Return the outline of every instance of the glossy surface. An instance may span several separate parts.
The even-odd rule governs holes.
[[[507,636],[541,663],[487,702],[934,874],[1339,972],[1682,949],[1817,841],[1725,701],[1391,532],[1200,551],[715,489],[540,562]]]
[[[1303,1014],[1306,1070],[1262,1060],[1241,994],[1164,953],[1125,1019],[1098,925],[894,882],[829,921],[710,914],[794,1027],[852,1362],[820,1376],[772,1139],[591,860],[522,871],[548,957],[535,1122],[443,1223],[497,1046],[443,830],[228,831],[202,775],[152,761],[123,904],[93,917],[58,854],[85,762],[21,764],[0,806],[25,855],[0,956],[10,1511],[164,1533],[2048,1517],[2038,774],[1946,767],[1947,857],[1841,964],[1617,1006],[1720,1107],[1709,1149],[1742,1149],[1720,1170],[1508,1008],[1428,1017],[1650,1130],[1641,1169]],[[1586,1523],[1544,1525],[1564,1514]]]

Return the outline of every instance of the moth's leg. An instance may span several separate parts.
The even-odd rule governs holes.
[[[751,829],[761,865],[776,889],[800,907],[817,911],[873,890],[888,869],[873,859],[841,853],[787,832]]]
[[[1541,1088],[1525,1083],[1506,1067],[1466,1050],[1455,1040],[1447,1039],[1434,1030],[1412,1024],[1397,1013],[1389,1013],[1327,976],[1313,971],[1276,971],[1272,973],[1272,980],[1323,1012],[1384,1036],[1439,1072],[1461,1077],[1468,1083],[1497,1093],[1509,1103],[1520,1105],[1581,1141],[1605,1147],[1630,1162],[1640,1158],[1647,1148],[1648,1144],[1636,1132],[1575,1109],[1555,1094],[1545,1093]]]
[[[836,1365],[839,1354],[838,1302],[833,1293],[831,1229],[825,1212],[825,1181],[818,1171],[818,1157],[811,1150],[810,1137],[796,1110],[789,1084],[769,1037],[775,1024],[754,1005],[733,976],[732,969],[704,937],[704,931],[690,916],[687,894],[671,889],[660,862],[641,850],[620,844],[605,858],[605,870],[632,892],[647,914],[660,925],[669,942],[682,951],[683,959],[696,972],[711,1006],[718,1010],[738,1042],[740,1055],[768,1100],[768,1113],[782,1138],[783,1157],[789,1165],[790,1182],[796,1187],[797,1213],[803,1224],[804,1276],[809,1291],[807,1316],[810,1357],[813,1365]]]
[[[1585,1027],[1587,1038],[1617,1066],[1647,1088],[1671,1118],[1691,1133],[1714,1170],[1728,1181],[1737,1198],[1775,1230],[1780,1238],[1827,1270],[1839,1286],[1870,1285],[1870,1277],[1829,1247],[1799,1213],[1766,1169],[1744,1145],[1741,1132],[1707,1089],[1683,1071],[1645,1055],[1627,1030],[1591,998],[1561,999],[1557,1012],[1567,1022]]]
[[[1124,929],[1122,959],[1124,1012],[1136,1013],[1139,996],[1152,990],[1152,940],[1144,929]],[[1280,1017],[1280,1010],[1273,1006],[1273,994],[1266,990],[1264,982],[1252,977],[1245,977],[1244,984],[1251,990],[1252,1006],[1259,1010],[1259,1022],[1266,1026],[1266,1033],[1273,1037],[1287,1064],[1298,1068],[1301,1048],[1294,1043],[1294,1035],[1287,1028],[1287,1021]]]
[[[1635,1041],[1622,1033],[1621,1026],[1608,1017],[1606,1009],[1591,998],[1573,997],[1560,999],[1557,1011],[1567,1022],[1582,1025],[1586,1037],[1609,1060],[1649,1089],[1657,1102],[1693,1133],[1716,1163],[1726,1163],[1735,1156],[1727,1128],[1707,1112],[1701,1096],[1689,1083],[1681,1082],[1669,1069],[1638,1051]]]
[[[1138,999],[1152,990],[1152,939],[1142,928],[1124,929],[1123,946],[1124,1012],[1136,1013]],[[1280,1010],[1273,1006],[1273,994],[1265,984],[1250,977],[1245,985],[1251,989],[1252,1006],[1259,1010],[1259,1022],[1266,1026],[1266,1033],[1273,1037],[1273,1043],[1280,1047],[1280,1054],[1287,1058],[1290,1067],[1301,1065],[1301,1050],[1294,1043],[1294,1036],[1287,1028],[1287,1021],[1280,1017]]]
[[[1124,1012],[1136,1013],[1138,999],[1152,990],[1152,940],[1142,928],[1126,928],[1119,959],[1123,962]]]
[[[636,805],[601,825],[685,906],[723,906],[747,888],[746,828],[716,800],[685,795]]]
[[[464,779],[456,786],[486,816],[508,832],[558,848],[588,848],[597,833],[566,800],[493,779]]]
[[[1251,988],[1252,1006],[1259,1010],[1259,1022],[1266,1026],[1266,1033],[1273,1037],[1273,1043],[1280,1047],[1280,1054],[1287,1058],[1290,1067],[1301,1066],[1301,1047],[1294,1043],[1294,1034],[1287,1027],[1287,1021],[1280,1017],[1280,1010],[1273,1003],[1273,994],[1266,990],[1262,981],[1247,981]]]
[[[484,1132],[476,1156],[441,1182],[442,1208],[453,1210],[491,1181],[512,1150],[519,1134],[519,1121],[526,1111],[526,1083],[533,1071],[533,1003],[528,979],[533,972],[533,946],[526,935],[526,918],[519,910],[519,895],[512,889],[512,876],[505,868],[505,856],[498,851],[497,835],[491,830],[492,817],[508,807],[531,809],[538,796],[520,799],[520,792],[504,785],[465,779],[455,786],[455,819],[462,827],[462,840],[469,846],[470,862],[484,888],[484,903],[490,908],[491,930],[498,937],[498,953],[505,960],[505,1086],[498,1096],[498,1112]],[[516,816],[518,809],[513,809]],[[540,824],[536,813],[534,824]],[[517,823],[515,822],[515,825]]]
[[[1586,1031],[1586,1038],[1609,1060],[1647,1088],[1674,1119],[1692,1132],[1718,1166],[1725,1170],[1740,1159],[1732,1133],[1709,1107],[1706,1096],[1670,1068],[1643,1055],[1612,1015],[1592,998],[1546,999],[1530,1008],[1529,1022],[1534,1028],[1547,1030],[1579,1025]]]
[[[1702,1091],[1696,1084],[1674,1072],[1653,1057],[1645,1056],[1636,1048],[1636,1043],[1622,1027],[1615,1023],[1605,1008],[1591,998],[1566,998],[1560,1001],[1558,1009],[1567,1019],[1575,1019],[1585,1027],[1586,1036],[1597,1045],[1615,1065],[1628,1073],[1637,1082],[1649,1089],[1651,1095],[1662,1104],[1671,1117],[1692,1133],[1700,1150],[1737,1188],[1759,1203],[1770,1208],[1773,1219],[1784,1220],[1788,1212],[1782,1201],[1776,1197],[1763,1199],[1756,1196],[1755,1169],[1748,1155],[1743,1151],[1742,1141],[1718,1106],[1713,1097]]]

-------------------------

TASK INSTRUCTIONS: Restate the full material word for word.

EXERCISE RESULT:
Return the outline of every instance of the glossy surface. An instance may span several separate parts.
The even-odd rule governs holes.
[[[507,636],[541,663],[487,702],[934,874],[1339,972],[1682,949],[1817,841],[1725,701],[1391,532],[1200,551],[715,489],[540,562]]]
[[[1303,1014],[1306,1070],[1262,1060],[1241,994],[1164,953],[1125,1019],[1098,925],[894,882],[829,921],[710,914],[794,1027],[852,1362],[820,1376],[772,1139],[591,860],[522,871],[548,957],[535,1122],[443,1223],[497,1046],[443,830],[228,831],[202,775],[152,761],[123,904],[93,917],[58,854],[85,762],[21,764],[0,806],[25,855],[0,956],[10,1511],[164,1533],[2048,1517],[2038,774],[1946,767],[1947,857],[1841,964],[1617,1006],[1720,1107],[1709,1149],[1742,1149],[1720,1170],[1508,1008],[1428,1017],[1650,1130],[1641,1169]],[[1586,1523],[1544,1525],[1564,1514]]]

Return the outline of every instance of the moth's leg. An instance may span several separate parts.
The even-odd rule governs holes.
[[[751,829],[761,865],[776,889],[800,907],[817,911],[873,890],[888,869],[873,859],[841,853],[787,832]]]
[[[1541,1088],[1525,1083],[1506,1067],[1466,1050],[1455,1040],[1447,1039],[1434,1030],[1412,1024],[1397,1013],[1389,1013],[1327,976],[1313,971],[1276,971],[1272,973],[1272,980],[1323,1012],[1384,1036],[1439,1072],[1461,1077],[1468,1083],[1497,1093],[1509,1103],[1520,1105],[1581,1141],[1605,1147],[1630,1162],[1640,1158],[1647,1148],[1648,1144],[1636,1132],[1575,1109],[1555,1094],[1545,1093]]]
[[[836,1365],[839,1354],[838,1302],[833,1293],[831,1229],[825,1212],[825,1181],[818,1171],[818,1157],[811,1150],[810,1137],[796,1110],[789,1084],[769,1037],[775,1024],[754,1005],[733,976],[732,969],[704,937],[704,931],[690,916],[687,894],[671,889],[660,862],[641,850],[620,844],[605,858],[605,870],[632,892],[647,914],[660,925],[669,942],[682,951],[683,959],[696,972],[711,1006],[718,1010],[738,1042],[740,1055],[768,1100],[768,1113],[782,1138],[783,1157],[789,1165],[790,1182],[796,1187],[797,1213],[803,1224],[804,1276],[809,1291],[807,1316],[810,1357],[813,1365]]]
[[[1585,1027],[1587,1038],[1617,1066],[1647,1088],[1671,1118],[1691,1133],[1714,1170],[1728,1181],[1737,1198],[1775,1230],[1780,1238],[1827,1270],[1839,1286],[1870,1285],[1870,1277],[1829,1247],[1799,1213],[1766,1169],[1744,1145],[1741,1132],[1707,1089],[1683,1071],[1645,1055],[1627,1030],[1591,998],[1561,999],[1557,1012],[1567,1022]]]
[[[1124,929],[1122,959],[1124,1012],[1136,1013],[1139,996],[1152,990],[1152,940],[1144,929]],[[1280,1017],[1280,1010],[1273,1006],[1273,994],[1266,990],[1264,982],[1252,977],[1245,977],[1244,984],[1251,990],[1252,1006],[1259,1010],[1259,1022],[1266,1026],[1266,1033],[1273,1037],[1287,1064],[1298,1068],[1301,1048],[1294,1043],[1294,1035],[1287,1028],[1287,1021]]]
[[[1635,1041],[1622,1033],[1621,1026],[1608,1017],[1606,1009],[1591,998],[1573,997],[1560,999],[1557,1011],[1567,1022],[1582,1025],[1586,1037],[1609,1060],[1649,1089],[1657,1102],[1693,1133],[1716,1163],[1726,1163],[1735,1156],[1727,1128],[1707,1112],[1701,1096],[1689,1083],[1681,1082],[1669,1069],[1638,1051]]]
[[[1138,999],[1152,990],[1152,939],[1142,928],[1124,929],[1123,946],[1124,1012],[1136,1013]],[[1280,1010],[1273,1006],[1273,994],[1265,984],[1250,977],[1245,985],[1251,989],[1252,1006],[1259,1010],[1259,1022],[1266,1026],[1266,1033],[1273,1037],[1273,1043],[1280,1047],[1280,1054],[1287,1058],[1290,1067],[1301,1065],[1301,1050],[1294,1043],[1294,1036],[1287,1028],[1287,1021],[1280,1017]]]
[[[1124,1012],[1136,1013],[1138,999],[1152,990],[1152,940],[1142,928],[1126,928],[1119,959],[1123,962]]]
[[[636,805],[601,825],[685,906],[723,906],[747,888],[746,828],[716,800],[685,795]]]
[[[464,779],[456,786],[486,816],[508,832],[558,848],[588,848],[597,833],[566,800],[493,779]]]
[[[1251,988],[1252,1006],[1259,1010],[1259,1022],[1266,1026],[1266,1033],[1273,1037],[1273,1043],[1280,1047],[1280,1054],[1287,1058],[1290,1067],[1301,1066],[1301,1047],[1294,1043],[1294,1034],[1287,1027],[1287,1021],[1280,1017],[1280,1010],[1273,1003],[1273,994],[1266,990],[1262,981],[1247,981]]]
[[[484,1132],[476,1156],[441,1182],[442,1208],[453,1210],[491,1181],[512,1150],[519,1134],[519,1121],[526,1111],[526,1083],[533,1071],[533,1003],[528,979],[533,972],[533,946],[526,935],[526,918],[519,910],[519,895],[512,889],[512,876],[505,868],[505,856],[498,851],[497,835],[491,830],[492,817],[508,807],[531,809],[538,796],[520,799],[520,792],[504,785],[465,779],[455,786],[455,819],[462,827],[462,840],[469,846],[470,862],[484,888],[484,903],[490,908],[491,930],[498,937],[498,953],[505,960],[505,1086],[498,1096],[498,1112]],[[516,816],[518,809],[513,809]],[[540,824],[536,813],[534,824]],[[517,823],[515,822],[515,825]]]
[[[1586,1031],[1586,1038],[1609,1060],[1647,1088],[1674,1119],[1692,1132],[1718,1166],[1725,1170],[1740,1159],[1732,1133],[1709,1107],[1706,1096],[1670,1068],[1643,1055],[1612,1015],[1592,998],[1546,999],[1530,1008],[1529,1022],[1534,1028],[1547,1030],[1579,1025]]]
[[[1702,1091],[1696,1084],[1674,1072],[1653,1057],[1645,1056],[1636,1048],[1636,1043],[1622,1027],[1615,1023],[1605,1008],[1591,998],[1566,998],[1560,1001],[1558,1009],[1567,1019],[1575,1019],[1585,1027],[1586,1036],[1597,1045],[1615,1065],[1628,1073],[1637,1082],[1649,1089],[1651,1095],[1662,1104],[1671,1117],[1692,1133],[1700,1150],[1737,1188],[1759,1203],[1770,1208],[1773,1219],[1784,1220],[1788,1212],[1782,1201],[1776,1197],[1763,1199],[1756,1196],[1755,1169],[1748,1155],[1743,1151],[1742,1141],[1718,1106],[1713,1097]]]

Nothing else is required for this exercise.